**SHORT PROBLEM:** Rewrite every line of the entries below as one numbered list, leaving out any blank lines.

**SUPPLIED RECORDS:**
+-------+

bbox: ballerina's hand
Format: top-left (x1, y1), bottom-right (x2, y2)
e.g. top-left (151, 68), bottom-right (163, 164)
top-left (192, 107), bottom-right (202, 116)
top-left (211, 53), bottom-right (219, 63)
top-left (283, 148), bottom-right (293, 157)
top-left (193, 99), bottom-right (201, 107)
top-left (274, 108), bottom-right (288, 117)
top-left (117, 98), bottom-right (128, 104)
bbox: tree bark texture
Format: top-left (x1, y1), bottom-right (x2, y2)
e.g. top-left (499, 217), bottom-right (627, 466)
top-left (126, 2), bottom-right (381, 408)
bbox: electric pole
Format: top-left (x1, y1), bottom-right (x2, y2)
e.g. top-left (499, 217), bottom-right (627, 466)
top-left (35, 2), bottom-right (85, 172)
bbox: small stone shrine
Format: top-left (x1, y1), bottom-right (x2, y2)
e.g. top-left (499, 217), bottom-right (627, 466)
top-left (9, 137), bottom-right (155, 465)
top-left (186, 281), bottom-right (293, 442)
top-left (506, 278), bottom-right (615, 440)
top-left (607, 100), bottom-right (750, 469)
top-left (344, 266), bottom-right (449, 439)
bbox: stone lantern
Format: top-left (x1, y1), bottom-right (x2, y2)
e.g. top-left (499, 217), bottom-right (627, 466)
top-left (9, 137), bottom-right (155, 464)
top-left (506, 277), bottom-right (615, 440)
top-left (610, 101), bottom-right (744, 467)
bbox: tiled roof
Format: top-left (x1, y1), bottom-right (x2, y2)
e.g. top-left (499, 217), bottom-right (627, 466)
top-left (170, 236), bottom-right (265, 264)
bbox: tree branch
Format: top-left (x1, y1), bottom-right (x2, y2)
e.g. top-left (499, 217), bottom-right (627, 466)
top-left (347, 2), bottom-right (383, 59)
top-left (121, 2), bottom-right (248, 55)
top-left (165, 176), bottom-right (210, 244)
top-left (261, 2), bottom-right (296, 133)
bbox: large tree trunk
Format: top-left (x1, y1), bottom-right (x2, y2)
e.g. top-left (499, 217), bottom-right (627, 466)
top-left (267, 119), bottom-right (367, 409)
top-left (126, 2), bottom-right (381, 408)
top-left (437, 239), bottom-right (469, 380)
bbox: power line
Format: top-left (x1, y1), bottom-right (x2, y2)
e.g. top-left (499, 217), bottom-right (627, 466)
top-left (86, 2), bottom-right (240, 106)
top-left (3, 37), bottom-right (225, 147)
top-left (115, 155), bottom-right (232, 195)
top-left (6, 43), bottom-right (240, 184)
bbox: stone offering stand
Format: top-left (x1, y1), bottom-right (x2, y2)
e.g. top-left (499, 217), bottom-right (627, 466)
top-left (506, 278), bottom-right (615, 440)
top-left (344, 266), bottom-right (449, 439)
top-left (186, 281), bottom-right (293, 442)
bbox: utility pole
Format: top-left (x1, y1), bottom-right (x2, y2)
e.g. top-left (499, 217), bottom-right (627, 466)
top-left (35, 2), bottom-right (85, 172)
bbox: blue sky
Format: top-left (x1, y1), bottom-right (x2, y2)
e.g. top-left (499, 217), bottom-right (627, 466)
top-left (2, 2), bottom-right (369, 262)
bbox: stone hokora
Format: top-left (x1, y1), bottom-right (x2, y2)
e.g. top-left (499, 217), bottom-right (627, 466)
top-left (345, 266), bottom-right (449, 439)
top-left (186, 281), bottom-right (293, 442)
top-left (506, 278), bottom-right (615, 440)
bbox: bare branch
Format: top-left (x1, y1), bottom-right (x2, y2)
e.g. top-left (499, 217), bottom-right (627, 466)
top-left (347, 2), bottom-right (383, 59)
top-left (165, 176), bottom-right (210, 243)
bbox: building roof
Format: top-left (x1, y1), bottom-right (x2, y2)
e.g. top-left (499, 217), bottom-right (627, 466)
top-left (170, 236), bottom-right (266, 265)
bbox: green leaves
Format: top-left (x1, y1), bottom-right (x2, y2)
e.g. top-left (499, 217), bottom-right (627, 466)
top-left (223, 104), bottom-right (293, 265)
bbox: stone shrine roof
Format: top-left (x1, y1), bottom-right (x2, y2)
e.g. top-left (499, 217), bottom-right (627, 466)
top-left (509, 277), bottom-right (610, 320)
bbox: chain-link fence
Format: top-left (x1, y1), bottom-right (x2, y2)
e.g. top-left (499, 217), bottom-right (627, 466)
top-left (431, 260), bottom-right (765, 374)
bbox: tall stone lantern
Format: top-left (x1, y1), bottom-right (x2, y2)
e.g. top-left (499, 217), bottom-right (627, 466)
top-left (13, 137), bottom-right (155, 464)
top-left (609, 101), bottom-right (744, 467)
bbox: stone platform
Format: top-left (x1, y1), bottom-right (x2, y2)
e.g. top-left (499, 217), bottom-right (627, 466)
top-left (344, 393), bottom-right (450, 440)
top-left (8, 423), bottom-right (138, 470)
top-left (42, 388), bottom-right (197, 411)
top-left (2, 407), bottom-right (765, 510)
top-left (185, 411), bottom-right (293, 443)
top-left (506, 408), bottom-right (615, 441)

+-------+

**OUTPUT FOR THIS TASK:**
1. bbox: ballerina's hand
2. Format: top-left (x1, y1), bottom-right (x2, y2)
3. e.g. top-left (151, 68), bottom-right (163, 164)
4. top-left (192, 107), bottom-right (202, 116)
5. top-left (211, 53), bottom-right (219, 63)
6. top-left (283, 148), bottom-right (293, 157)
7. top-left (193, 99), bottom-right (201, 107)
8. top-left (274, 108), bottom-right (288, 117)
9. top-left (117, 98), bottom-right (128, 104)
10. bbox: tree bark texture
11. Format: top-left (x1, y1), bottom-right (x2, y2)
12. e.g. top-left (499, 217), bottom-right (627, 466)
13. top-left (126, 2), bottom-right (381, 408)
14. bbox: electric pole
15. Format: top-left (x1, y1), bottom-right (x2, y2)
16. e.g. top-left (499, 217), bottom-right (627, 466)
17. top-left (35, 2), bottom-right (85, 172)
18. bbox: small stone shrine
19. Format: top-left (x1, y1), bottom-right (x2, y2)
20. e.g. top-left (499, 217), bottom-right (627, 466)
21. top-left (9, 137), bottom-right (155, 465)
22. top-left (186, 281), bottom-right (293, 442)
23. top-left (506, 278), bottom-right (615, 440)
24. top-left (607, 100), bottom-right (750, 469)
25. top-left (344, 266), bottom-right (449, 439)
26. bbox: stone lantern
27. Format: top-left (x1, y1), bottom-right (x2, y2)
28. e.g. top-left (499, 217), bottom-right (627, 466)
29. top-left (9, 137), bottom-right (155, 464)
30. top-left (506, 277), bottom-right (615, 440)
31. top-left (610, 101), bottom-right (744, 467)
32. bbox: tiled roof
33. Format: top-left (x1, y1), bottom-right (x2, y2)
34. e.g. top-left (499, 217), bottom-right (627, 466)
35. top-left (170, 236), bottom-right (265, 264)
36. bbox: tree branch
37. Format: top-left (x1, y1), bottom-right (x2, y2)
38. e.g. top-left (499, 217), bottom-right (627, 466)
39. top-left (347, 2), bottom-right (383, 59)
40. top-left (121, 2), bottom-right (248, 55)
41. top-left (165, 176), bottom-right (210, 244)
42. top-left (261, 2), bottom-right (296, 133)
43. bbox: large tree trunk
44. Format: top-left (x1, y1), bottom-right (x2, y2)
45. e.g. top-left (499, 217), bottom-right (627, 466)
46. top-left (267, 119), bottom-right (367, 409)
47. top-left (126, 2), bottom-right (381, 408)
48. top-left (437, 239), bottom-right (469, 380)
49. bbox: power line
50. Format: top-left (x1, y1), bottom-right (x2, y2)
51. e.g. top-left (499, 217), bottom-right (627, 466)
52. top-left (86, 2), bottom-right (240, 106)
53. top-left (3, 37), bottom-right (225, 147)
54. top-left (115, 155), bottom-right (232, 195)
55. top-left (6, 43), bottom-right (240, 184)
56. bbox: stone offering stand
57. Format: top-left (x1, y1), bottom-right (x2, y2)
58. e.g. top-left (499, 217), bottom-right (627, 466)
59. top-left (506, 278), bottom-right (615, 440)
60. top-left (344, 266), bottom-right (449, 439)
61. top-left (186, 281), bottom-right (293, 442)
62. bbox: utility pole
63. Format: top-left (x1, y1), bottom-right (x2, y2)
64. e.g. top-left (499, 217), bottom-right (627, 466)
65. top-left (35, 2), bottom-right (85, 172)
66. bbox: blue sky
67. Format: top-left (x1, y1), bottom-right (x2, y2)
68. e.g. top-left (499, 217), bottom-right (627, 466)
69. top-left (2, 2), bottom-right (369, 262)
70. bbox: stone hokora
71. Format: top-left (x1, y1), bottom-right (x2, y2)
72. e.g. top-left (499, 217), bottom-right (627, 466)
73. top-left (345, 266), bottom-right (449, 439)
74. top-left (186, 281), bottom-right (293, 442)
75. top-left (506, 278), bottom-right (615, 440)
76. bbox: bare branch
77. Format: top-left (x1, y1), bottom-right (x2, y2)
78. e.g. top-left (499, 217), bottom-right (627, 466)
79. top-left (347, 2), bottom-right (383, 59)
80. top-left (165, 176), bottom-right (210, 243)
81. bbox: building roof
82. Format: top-left (x1, y1), bottom-right (x2, y2)
83. e.g. top-left (499, 217), bottom-right (627, 466)
84. top-left (170, 236), bottom-right (266, 265)
85. bbox: green leaves
86. Format: top-left (x1, y1), bottom-right (x2, y2)
87. e.g. top-left (499, 217), bottom-right (627, 466)
88. top-left (223, 104), bottom-right (293, 265)
89. bbox: stone shrine roof
90. Format: top-left (x1, y1), bottom-right (x2, y2)
91. e.g. top-left (499, 217), bottom-right (627, 466)
92. top-left (509, 277), bottom-right (610, 320)
93. bbox: chain-link fence
94. Format: top-left (x1, y1), bottom-right (x2, y2)
95. e.g. top-left (499, 217), bottom-right (627, 466)
96. top-left (431, 260), bottom-right (765, 374)
97. bbox: tall stone lantern
98. Format: top-left (x1, y1), bottom-right (x2, y2)
99. e.g. top-left (499, 217), bottom-right (627, 466)
100. top-left (13, 137), bottom-right (155, 464)
101. top-left (609, 101), bottom-right (744, 467)
102. bbox: stone platform
103. Format: top-left (x1, y1), bottom-right (x2, y2)
104. e.g. top-left (499, 217), bottom-right (627, 466)
105. top-left (344, 393), bottom-right (450, 440)
106. top-left (8, 423), bottom-right (138, 470)
107. top-left (42, 388), bottom-right (197, 411)
108. top-left (2, 407), bottom-right (765, 510)
109. top-left (185, 411), bottom-right (293, 443)
110. top-left (506, 408), bottom-right (615, 441)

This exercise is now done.